## Begin Record excerpts

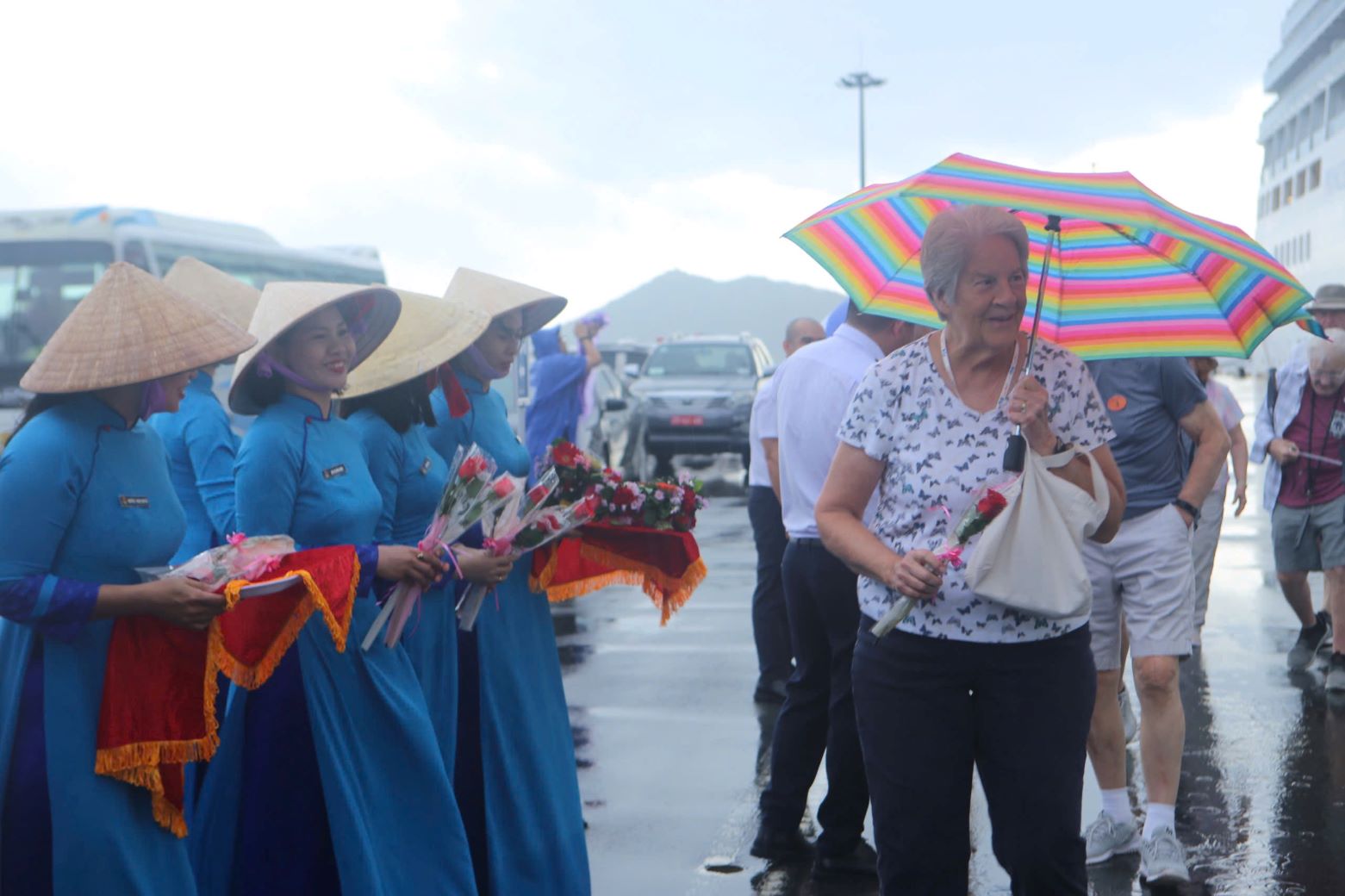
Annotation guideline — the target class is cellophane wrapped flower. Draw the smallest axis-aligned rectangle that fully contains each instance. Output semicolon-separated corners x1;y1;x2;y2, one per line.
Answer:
362;445;520;650
873;488;1009;638
146;532;295;591
458;468;559;631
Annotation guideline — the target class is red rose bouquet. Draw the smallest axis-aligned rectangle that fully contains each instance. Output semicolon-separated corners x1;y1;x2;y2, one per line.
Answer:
873;488;1009;638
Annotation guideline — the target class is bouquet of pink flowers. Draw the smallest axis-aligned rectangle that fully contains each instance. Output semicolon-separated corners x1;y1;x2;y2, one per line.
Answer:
137;532;295;591
458;489;599;631
362;445;518;650
873;488;1009;638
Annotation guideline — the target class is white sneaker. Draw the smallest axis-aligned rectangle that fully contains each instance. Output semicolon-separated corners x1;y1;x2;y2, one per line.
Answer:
1117;688;1139;744
1139;827;1190;887
1084;812;1139;865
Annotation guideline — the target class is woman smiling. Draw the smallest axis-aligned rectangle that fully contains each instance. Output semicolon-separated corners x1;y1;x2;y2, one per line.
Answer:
817;206;1124;893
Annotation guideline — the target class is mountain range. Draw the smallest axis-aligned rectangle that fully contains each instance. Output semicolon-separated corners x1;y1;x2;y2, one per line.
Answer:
586;271;844;359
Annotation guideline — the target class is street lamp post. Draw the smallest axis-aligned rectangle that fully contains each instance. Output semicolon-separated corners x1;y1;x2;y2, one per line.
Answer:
837;72;887;190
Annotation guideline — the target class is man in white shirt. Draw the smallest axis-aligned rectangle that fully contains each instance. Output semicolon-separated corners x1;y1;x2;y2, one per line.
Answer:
748;318;825;704
752;305;925;880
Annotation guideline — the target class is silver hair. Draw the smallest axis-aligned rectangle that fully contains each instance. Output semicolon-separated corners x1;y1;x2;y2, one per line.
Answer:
920;206;1028;312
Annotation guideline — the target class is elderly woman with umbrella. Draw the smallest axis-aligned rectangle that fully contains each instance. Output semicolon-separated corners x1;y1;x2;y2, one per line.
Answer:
817;206;1124;893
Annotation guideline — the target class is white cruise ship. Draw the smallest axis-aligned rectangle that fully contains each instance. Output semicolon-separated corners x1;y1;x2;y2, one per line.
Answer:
1256;0;1345;366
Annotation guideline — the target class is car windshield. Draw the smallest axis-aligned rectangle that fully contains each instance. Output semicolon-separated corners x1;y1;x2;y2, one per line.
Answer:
644;342;752;376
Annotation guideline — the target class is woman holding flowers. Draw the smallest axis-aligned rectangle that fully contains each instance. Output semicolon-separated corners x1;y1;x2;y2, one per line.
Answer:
0;263;254;896
817;206;1124;894
192;283;473;896
431;268;589;896
341;290;513;769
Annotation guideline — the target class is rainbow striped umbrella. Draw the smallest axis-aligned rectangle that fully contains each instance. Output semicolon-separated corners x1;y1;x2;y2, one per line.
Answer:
786;153;1311;358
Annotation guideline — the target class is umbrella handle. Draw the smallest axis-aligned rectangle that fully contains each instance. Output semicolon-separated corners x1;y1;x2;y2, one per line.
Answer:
1004;215;1060;472
1004;426;1028;472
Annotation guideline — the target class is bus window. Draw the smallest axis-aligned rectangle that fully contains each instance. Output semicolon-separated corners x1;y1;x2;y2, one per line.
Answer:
121;240;151;273
0;240;113;368
151;241;383;289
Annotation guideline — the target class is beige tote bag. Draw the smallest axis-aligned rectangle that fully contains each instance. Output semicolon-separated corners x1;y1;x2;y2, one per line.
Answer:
966;450;1111;619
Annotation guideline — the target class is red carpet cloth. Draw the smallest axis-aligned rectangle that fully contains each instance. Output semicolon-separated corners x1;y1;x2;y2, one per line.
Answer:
94;544;359;837
532;522;707;625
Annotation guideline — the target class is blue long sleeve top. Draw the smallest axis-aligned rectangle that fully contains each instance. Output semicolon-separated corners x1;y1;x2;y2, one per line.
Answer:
0;395;185;640
234;393;383;594
427;373;532;476
149;373;238;565
348;408;448;544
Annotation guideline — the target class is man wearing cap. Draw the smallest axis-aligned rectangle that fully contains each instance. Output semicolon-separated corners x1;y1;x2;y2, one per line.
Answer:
1251;322;1345;690
748;318;825;704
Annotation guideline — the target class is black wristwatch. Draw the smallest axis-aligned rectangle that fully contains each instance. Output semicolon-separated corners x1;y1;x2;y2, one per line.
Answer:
1173;498;1199;529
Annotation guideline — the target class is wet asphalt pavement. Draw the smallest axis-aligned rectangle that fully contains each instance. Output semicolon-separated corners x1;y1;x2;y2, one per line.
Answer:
556;379;1345;896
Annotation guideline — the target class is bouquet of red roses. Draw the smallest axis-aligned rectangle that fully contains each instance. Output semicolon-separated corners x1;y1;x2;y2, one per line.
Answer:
872;488;1009;638
362;445;518;650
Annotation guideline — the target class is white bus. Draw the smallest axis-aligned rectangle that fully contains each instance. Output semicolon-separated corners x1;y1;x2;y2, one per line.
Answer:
0;206;384;390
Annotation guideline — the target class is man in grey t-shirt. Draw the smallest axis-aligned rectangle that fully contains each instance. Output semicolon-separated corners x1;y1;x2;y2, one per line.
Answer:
1084;358;1230;884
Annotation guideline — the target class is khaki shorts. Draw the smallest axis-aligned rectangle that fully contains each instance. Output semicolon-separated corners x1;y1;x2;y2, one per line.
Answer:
1084;505;1196;671
1270;495;1345;572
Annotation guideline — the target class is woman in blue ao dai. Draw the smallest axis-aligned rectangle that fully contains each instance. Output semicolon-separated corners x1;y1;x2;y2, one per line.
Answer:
149;256;261;559
0;264;252;896
432;271;590;896
341;283;513;769
192;283;475;894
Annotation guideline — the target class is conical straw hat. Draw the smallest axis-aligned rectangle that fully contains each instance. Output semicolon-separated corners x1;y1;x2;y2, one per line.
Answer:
228;281;401;414
341;289;491;398
444;268;566;336
164;256;261;330
19;261;257;395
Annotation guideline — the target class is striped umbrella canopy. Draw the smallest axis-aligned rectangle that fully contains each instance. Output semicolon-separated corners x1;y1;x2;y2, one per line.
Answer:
786;153;1311;358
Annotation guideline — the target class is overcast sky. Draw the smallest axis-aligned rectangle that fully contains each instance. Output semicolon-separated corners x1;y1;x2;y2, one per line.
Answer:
0;0;1288;308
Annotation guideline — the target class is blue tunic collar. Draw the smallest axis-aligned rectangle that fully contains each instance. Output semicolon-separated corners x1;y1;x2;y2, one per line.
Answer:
276;391;329;422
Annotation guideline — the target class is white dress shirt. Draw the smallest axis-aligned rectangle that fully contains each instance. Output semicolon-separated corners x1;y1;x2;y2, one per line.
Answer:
748;376;776;488
772;324;882;538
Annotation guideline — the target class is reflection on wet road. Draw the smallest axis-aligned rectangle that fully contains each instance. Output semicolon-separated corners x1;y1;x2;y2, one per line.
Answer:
556;381;1345;896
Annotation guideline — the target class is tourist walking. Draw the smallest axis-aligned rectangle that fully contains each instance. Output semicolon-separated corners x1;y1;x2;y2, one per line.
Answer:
1251;330;1345;690
1084;358;1230;882
818;206;1124;896
752;296;916;880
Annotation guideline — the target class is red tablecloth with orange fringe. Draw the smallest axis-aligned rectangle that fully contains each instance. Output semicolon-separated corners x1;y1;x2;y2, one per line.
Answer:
530;522;707;625
94;544;359;837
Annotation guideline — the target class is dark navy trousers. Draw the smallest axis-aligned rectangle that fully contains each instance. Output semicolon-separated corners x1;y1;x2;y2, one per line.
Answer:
762;538;869;856
854;618;1098;896
748;486;794;683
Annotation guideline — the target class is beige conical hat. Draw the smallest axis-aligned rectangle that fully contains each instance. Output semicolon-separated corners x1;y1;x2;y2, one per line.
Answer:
444;268;566;336
19;261;257;395
228;281;402;414
164;256;261;330
341;289;491;398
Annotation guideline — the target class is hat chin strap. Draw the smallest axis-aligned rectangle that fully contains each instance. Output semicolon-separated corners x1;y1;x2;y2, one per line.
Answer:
140;379;168;420
463;345;510;379
257;352;328;391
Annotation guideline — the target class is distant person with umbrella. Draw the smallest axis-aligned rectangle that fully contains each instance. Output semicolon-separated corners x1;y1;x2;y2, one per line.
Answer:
525;314;607;476
748;318;825;704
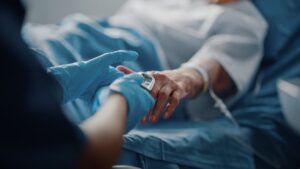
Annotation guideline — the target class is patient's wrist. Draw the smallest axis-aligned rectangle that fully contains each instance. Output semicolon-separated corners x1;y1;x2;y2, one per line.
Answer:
178;67;204;97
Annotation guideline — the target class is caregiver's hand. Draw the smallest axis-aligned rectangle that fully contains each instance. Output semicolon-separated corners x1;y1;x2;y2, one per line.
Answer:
109;73;155;132
143;68;203;122
48;51;138;103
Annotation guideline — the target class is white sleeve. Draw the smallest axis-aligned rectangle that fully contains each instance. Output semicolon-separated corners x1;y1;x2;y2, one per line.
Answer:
191;2;267;94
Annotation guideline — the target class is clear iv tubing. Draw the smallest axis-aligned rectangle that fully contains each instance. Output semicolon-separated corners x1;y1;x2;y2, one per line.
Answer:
209;88;239;127
209;88;280;169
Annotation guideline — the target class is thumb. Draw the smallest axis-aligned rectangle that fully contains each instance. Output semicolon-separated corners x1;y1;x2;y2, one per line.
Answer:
117;66;134;74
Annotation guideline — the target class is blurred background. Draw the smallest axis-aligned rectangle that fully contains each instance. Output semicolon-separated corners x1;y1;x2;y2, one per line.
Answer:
24;0;125;24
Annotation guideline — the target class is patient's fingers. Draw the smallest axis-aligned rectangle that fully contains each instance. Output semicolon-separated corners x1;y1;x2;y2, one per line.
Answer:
151;84;173;123
163;90;182;119
116;66;134;74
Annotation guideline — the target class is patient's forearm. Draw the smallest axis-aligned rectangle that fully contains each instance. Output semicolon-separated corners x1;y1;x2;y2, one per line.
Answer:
79;94;127;169
180;58;235;94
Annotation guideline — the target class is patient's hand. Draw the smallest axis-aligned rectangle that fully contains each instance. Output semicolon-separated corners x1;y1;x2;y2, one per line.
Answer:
117;66;203;123
117;66;203;123
143;68;203;122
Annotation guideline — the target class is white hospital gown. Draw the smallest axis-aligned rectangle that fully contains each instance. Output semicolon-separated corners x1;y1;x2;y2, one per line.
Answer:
109;0;267;120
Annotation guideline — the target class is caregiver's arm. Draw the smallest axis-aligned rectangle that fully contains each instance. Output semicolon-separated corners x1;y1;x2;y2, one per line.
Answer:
79;94;127;169
79;74;154;169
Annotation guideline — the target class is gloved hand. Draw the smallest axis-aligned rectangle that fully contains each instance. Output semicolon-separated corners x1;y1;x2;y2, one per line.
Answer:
48;51;138;103
95;73;155;132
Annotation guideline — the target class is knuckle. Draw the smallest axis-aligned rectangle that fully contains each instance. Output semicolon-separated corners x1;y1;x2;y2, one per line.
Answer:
160;91;168;99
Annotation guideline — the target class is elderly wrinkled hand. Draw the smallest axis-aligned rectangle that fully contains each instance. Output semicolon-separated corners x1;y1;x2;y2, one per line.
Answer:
48;51;138;103
143;68;203;123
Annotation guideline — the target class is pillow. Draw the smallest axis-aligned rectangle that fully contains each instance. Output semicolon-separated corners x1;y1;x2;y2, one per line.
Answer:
253;0;300;61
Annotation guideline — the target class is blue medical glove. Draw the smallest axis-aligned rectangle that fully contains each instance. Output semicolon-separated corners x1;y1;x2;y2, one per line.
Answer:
48;51;138;103
96;73;155;132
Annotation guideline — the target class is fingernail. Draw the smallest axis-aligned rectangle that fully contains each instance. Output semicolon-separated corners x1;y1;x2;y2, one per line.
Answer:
164;114;169;119
128;51;139;56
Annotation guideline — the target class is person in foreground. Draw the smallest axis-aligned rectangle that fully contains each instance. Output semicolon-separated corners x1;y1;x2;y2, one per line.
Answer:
0;0;154;169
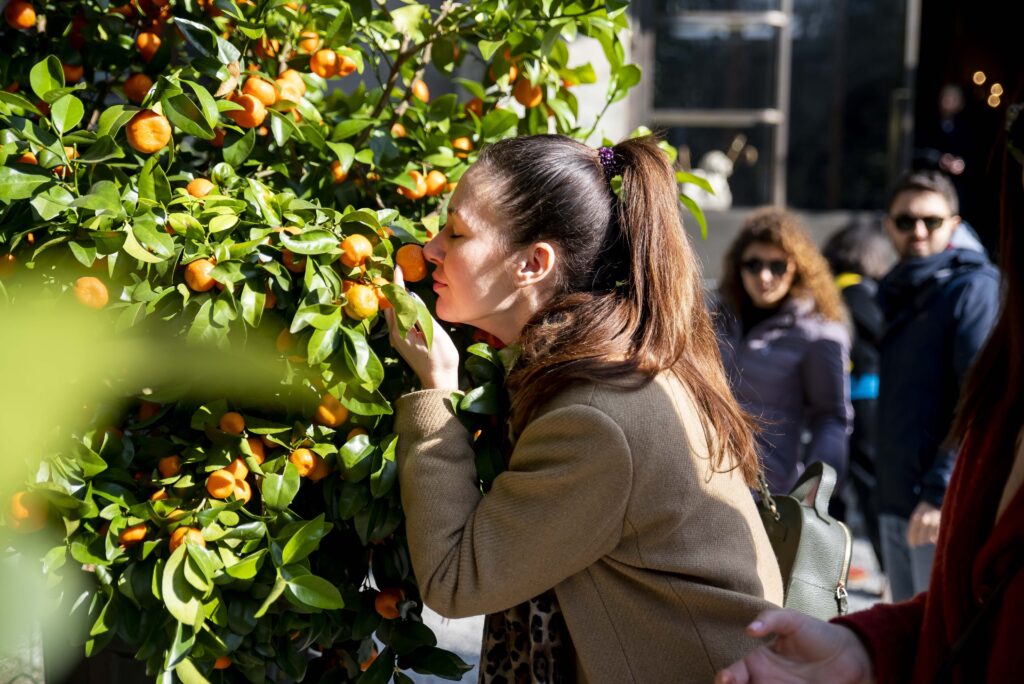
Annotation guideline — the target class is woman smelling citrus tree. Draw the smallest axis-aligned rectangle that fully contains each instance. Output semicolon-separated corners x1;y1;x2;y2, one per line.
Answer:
388;135;782;682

## End Record excerpts

The problem
Rewrite the records starting at the line containing "Annotation guideline — the target class is elderly woman" and ending at the line containing "1256;0;1345;366", substituting "ferry boat" for "cruise ship" and leaving everything else unchanged.

Response to the exercise
Annotation guideline — the target class is elderly woman with umbrella. Draw the smallest axis-aligned rectangle that fully contains each instance. Output semicolon-separated corners x1;y1;x2;y2, one per line.
Answer:
817;206;1124;893
Annotation guideline — the target class is white ferry boat. Draw the smallest axis-aligned rectangle that fully contains each instance. Output semicolon-separated corners x1;y1;x2;y2, one per line.
Answer:
1256;0;1345;366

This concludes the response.